▶ **OBJECTIVE**
Please edit the items from the line containing "the beige cap, each" through the line containing "[(375, 474), (961, 389), (33, 435), (1111, 545), (87, 681)]" by replacing "umbrella" with "parasol" and leaving everything else as it is. Return only those lines.

▶ **PROVIDED DATA**
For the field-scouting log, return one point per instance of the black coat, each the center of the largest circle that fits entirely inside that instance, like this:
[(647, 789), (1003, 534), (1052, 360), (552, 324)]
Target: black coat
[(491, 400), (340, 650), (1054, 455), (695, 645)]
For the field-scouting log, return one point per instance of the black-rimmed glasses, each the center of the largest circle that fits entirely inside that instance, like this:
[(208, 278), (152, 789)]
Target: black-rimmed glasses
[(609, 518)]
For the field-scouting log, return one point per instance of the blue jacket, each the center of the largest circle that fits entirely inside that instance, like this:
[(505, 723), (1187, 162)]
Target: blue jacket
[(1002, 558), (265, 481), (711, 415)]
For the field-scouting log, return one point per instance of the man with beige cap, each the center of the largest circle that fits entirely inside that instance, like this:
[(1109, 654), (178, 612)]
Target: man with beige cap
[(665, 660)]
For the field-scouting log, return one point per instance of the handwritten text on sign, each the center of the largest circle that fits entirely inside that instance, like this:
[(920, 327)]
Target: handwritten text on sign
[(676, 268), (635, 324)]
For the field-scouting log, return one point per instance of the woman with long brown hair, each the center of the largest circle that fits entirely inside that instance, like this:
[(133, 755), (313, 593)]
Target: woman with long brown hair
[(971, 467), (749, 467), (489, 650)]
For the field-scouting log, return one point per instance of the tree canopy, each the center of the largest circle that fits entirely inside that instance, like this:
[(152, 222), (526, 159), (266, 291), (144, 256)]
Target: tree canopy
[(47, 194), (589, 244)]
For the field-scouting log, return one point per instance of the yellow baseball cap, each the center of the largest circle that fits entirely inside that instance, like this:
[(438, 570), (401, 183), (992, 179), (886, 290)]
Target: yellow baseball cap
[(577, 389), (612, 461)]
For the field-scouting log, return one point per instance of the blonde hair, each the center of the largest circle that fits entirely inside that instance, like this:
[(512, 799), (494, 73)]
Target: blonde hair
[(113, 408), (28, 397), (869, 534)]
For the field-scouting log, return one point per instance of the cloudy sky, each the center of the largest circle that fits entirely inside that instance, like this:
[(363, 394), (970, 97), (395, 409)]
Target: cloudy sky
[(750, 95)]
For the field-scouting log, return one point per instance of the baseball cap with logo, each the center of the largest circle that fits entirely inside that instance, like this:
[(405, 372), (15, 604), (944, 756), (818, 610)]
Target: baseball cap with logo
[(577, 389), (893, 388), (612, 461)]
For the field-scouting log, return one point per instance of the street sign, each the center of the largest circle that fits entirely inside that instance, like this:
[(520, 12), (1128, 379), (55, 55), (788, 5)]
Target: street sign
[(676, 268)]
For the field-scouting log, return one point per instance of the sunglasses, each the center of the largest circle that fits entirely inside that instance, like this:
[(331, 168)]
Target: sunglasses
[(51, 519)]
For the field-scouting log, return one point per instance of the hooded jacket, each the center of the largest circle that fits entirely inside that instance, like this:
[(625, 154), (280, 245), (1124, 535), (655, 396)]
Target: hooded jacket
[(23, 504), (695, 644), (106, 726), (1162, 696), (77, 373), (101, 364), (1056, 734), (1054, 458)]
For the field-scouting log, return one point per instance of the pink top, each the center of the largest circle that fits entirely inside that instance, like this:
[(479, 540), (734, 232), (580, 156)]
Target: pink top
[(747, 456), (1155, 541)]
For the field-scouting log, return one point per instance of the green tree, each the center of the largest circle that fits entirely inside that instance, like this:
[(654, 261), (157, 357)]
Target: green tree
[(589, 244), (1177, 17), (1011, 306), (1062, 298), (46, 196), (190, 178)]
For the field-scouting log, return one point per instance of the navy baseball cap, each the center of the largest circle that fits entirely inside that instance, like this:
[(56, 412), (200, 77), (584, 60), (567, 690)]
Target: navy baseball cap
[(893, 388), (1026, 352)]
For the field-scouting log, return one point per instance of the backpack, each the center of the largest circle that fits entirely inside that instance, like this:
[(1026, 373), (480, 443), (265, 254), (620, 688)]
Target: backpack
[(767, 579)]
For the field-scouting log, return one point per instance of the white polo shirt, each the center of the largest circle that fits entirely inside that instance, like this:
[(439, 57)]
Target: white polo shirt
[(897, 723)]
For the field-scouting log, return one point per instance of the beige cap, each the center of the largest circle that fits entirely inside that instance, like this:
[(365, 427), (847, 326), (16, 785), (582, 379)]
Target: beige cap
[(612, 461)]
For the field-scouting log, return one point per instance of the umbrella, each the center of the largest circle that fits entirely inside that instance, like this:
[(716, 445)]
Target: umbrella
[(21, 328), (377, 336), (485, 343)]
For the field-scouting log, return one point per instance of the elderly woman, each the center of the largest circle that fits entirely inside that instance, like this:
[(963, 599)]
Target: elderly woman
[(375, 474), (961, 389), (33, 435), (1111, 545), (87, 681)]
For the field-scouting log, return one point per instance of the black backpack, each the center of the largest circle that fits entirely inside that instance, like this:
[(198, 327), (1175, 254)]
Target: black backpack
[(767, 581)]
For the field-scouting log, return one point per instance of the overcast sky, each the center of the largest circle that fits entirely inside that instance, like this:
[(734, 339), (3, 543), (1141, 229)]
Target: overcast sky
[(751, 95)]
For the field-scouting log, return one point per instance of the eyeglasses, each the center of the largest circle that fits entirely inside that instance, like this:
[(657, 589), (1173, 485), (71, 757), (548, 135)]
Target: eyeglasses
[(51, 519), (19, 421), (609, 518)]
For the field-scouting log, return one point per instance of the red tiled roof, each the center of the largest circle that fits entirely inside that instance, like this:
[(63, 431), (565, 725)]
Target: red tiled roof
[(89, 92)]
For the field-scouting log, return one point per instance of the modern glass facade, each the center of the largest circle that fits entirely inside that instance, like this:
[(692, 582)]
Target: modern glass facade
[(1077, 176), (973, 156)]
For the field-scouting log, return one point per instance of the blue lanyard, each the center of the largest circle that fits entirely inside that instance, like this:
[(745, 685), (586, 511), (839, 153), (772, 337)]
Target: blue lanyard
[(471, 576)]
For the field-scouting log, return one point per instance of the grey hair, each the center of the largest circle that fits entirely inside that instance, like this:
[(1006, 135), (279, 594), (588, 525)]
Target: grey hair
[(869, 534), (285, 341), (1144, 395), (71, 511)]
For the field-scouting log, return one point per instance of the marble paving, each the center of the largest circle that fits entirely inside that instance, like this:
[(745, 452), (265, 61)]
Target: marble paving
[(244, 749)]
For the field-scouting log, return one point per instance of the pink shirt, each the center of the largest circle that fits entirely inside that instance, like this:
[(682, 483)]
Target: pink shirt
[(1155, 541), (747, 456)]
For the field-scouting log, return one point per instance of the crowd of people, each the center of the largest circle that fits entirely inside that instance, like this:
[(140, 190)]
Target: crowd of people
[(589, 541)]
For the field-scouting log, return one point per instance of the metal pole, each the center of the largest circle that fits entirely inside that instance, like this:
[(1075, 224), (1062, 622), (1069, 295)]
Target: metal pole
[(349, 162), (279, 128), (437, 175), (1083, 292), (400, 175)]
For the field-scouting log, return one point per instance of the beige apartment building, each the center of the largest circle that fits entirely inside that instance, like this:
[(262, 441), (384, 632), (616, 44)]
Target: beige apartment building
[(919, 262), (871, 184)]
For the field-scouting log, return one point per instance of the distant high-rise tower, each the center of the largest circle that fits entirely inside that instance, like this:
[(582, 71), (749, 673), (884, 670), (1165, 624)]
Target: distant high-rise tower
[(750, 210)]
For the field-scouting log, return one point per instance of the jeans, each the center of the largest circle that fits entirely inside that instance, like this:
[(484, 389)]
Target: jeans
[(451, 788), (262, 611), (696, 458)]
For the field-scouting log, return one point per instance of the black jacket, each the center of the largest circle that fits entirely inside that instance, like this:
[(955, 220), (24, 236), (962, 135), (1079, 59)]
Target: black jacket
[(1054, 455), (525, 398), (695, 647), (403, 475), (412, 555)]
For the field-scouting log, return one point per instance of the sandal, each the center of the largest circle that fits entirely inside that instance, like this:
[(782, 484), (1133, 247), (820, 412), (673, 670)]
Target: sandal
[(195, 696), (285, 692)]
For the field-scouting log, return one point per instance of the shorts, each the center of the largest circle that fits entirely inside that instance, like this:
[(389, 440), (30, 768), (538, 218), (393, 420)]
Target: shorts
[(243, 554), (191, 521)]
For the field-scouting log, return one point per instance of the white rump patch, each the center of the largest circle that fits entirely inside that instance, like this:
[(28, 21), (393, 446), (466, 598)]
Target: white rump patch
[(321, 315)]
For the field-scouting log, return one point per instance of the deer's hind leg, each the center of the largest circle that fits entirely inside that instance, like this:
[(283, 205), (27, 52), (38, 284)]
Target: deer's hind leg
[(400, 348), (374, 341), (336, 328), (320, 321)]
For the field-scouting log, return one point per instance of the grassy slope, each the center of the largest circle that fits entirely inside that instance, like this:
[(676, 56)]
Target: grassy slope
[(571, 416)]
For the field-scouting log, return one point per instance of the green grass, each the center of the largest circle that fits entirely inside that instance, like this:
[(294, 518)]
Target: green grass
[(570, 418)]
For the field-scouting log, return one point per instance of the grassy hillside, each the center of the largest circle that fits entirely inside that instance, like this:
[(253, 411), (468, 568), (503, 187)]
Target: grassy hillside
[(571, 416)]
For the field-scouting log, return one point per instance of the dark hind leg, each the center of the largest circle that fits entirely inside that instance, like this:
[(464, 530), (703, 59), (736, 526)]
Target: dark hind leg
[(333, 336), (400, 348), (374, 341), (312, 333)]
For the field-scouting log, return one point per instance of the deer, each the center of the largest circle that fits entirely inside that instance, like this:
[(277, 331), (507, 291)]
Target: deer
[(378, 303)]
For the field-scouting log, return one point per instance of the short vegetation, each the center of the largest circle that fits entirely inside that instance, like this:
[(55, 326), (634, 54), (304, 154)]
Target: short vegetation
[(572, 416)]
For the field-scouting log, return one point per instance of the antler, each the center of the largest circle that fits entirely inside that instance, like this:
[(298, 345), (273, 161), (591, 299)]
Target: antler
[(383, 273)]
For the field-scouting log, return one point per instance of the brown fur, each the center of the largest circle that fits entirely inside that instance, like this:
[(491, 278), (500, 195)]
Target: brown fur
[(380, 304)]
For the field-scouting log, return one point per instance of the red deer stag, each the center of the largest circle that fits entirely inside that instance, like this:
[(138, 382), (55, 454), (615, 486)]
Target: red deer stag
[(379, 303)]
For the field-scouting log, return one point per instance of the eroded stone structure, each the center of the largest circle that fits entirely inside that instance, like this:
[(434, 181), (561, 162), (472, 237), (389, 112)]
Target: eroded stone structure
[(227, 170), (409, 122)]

▶ **ANSWER TO THE PROBLEM**
For the field-scouting log, return one point per instance of the beige cap, each the center of the largest circle that fits entirely inside that instance, like this:
[(365, 427), (847, 326), (16, 785), (582, 379)]
Target: beige cap
[(612, 461)]
For the field-scouting log, return one point per instance of the parasol, each the center of the largest circle that fits entirely inside that instance, like this:
[(716, 445)]
Target: parasol
[(21, 328), (377, 336), (485, 343)]
For the field-scouting log, return one point per instance of the elderly woman, each the center of the largest circle that fits entirely inside that instance, like this:
[(963, 599)]
Target: elderly woman
[(375, 474), (961, 389), (33, 435), (1111, 545), (87, 681)]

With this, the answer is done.